GIVEN TASK:
How many lines in the records below contain the string "cloud"? Reply with the number only.

RECORDS FOR THIS EXERCISE:
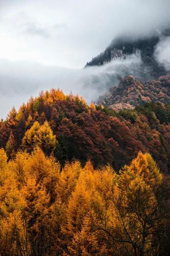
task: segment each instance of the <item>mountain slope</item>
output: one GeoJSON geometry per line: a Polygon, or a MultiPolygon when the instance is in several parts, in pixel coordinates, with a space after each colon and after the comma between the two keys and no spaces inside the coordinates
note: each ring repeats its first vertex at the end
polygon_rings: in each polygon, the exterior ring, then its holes
{"type": "Polygon", "coordinates": [[[90,159],[95,166],[109,163],[116,170],[140,151],[150,153],[161,170],[168,172],[169,123],[169,105],[114,111],[53,89],[31,98],[18,112],[13,109],[1,121],[0,146],[10,159],[38,144],[47,155],[53,152],[62,165],[74,159],[84,164],[90,159]]]}
{"type": "Polygon", "coordinates": [[[154,51],[161,37],[169,34],[168,29],[161,34],[156,33],[150,37],[132,39],[129,36],[120,36],[113,40],[103,52],[88,62],[85,67],[103,65],[112,60],[127,58],[135,54],[141,56],[143,67],[149,69],[149,73],[152,77],[165,75],[166,71],[163,66],[154,57],[154,51]]]}
{"type": "Polygon", "coordinates": [[[121,110],[152,102],[164,105],[170,103],[170,75],[146,82],[128,76],[122,79],[117,87],[111,87],[108,93],[101,96],[98,103],[121,110]]]}

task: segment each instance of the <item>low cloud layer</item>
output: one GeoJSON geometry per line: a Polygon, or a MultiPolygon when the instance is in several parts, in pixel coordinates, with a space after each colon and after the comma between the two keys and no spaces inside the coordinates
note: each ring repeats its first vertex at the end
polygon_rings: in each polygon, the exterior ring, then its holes
{"type": "Polygon", "coordinates": [[[170,71],[170,37],[162,38],[157,46],[155,57],[166,70],[170,71]]]}
{"type": "Polygon", "coordinates": [[[170,24],[169,0],[1,0],[0,57],[81,68],[119,34],[170,24]]]}
{"type": "Polygon", "coordinates": [[[41,90],[60,88],[65,93],[78,93],[88,103],[94,101],[120,76],[140,76],[140,58],[132,55],[127,60],[84,69],[47,67],[34,62],[0,60],[1,117],[5,117],[13,105],[17,108],[31,95],[41,90]]]}
{"type": "MultiPolygon", "coordinates": [[[[143,37],[168,27],[169,12],[169,0],[0,0],[0,117],[41,90],[59,87],[90,102],[120,76],[147,75],[135,56],[83,68],[119,35],[143,37]]],[[[156,51],[168,69],[170,40],[156,51]]]]}

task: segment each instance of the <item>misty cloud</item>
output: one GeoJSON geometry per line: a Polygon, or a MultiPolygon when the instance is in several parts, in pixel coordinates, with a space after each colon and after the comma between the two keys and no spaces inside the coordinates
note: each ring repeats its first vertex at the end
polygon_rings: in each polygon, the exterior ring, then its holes
{"type": "Polygon", "coordinates": [[[167,27],[169,10],[169,0],[1,0],[0,56],[83,68],[118,35],[167,27]]]}
{"type": "Polygon", "coordinates": [[[162,38],[157,46],[155,57],[166,70],[170,70],[170,37],[162,38]]]}

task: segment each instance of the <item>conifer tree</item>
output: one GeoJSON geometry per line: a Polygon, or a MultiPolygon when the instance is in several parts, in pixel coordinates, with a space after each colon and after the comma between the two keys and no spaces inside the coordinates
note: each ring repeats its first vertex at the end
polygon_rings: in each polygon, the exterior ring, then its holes
{"type": "Polygon", "coordinates": [[[6,153],[9,158],[12,158],[14,155],[15,145],[14,137],[11,131],[6,146],[6,153]]]}
{"type": "Polygon", "coordinates": [[[57,140],[55,135],[47,121],[45,121],[37,133],[37,145],[44,151],[46,155],[49,155],[56,147],[57,140]]]}

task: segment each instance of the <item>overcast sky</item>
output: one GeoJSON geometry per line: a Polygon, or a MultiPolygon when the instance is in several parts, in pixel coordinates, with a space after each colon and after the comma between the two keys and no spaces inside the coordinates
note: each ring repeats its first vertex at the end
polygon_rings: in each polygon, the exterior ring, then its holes
{"type": "Polygon", "coordinates": [[[117,34],[169,19],[169,0],[0,0],[0,57],[81,68],[117,34]]]}
{"type": "MultiPolygon", "coordinates": [[[[82,70],[88,61],[119,34],[143,37],[169,24],[170,0],[0,0],[0,118],[52,87],[92,100],[110,71],[82,70]]],[[[169,49],[170,40],[159,46],[162,62],[169,49]]]]}

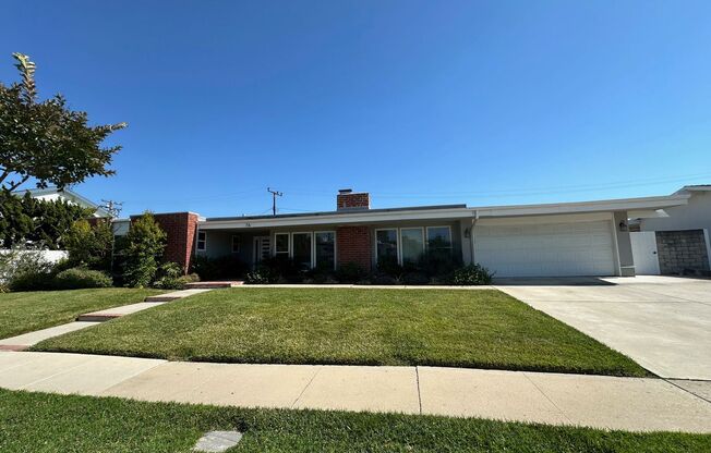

EXERCISE RESULT:
2